---------- Data entries ----------

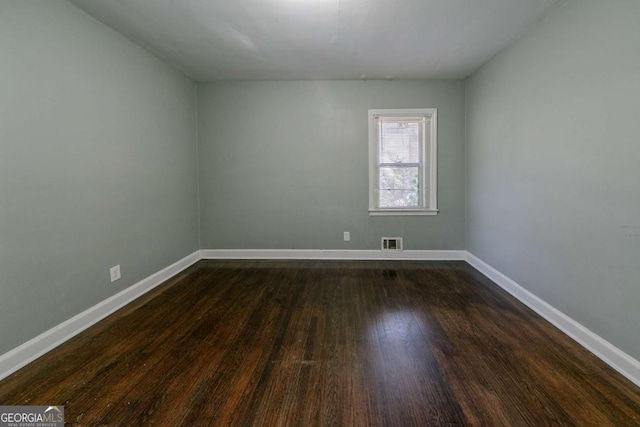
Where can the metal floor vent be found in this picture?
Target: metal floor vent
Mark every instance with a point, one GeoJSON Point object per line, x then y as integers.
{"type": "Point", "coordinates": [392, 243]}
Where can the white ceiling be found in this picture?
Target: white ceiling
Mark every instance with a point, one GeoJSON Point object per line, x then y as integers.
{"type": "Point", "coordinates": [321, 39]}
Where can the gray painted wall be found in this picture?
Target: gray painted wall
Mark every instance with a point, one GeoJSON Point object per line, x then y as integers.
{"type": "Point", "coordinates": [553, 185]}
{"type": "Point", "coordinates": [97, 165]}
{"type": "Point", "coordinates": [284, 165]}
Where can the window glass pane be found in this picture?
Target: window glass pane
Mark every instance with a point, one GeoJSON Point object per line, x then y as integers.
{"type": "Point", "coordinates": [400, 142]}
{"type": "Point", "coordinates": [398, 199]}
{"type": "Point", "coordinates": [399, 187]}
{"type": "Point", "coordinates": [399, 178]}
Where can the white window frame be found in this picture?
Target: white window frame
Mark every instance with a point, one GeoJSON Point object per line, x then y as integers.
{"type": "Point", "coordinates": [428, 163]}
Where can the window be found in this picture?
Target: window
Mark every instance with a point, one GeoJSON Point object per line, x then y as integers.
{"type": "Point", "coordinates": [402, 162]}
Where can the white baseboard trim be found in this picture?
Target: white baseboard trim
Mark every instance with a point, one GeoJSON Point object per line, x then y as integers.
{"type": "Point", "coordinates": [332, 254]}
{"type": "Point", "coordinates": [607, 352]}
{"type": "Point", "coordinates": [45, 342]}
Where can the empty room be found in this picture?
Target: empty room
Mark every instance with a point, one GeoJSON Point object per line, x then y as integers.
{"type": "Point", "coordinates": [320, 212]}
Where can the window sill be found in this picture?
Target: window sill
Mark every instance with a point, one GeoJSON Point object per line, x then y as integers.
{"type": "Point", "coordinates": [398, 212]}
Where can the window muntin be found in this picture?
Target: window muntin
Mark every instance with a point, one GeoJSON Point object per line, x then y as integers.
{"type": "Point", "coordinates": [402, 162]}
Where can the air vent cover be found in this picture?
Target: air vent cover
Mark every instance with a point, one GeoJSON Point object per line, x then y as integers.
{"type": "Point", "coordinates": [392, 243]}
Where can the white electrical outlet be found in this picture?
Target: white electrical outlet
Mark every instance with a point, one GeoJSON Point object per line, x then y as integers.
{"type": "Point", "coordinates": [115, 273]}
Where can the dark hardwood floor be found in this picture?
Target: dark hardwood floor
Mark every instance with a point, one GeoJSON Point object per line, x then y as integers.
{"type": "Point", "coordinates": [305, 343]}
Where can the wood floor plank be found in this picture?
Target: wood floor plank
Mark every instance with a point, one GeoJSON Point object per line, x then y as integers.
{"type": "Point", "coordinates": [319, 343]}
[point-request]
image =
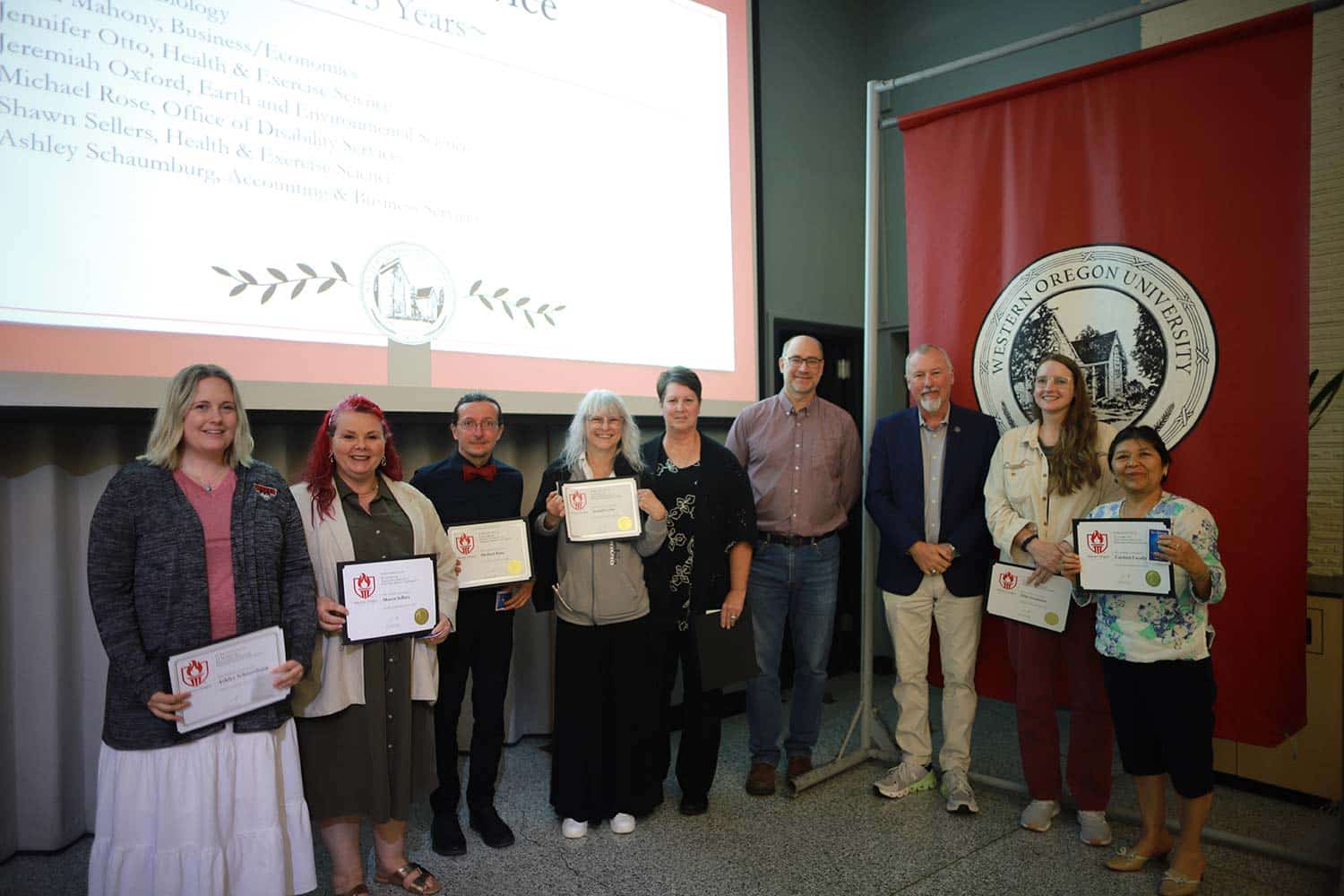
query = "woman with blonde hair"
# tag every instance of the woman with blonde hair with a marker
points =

----------

Rewrite the items from the line containing "Where can the dark" through the end of the items, replacing "hardwood" with "oak" and keeping everything else the same. Leave the pictures out of your answer.

> [Exercise result]:
Where can the dark oak floor be found in this picture?
Target: dark oak floor
Mark every instance with a point, one GeoJSON Point object per line, x then y as integers.
{"type": "Point", "coordinates": [305, 343]}
Where can the wood floor plank be found in this picture?
Target: wood floor plank
Mark every instance with a point, one GeoJSON Point object per line, x then y as integers.
{"type": "Point", "coordinates": [319, 343]}
[point-request]
image =
query = "woman with blonde hair"
# tag every instance of the woman with blonde hair with a marker
points =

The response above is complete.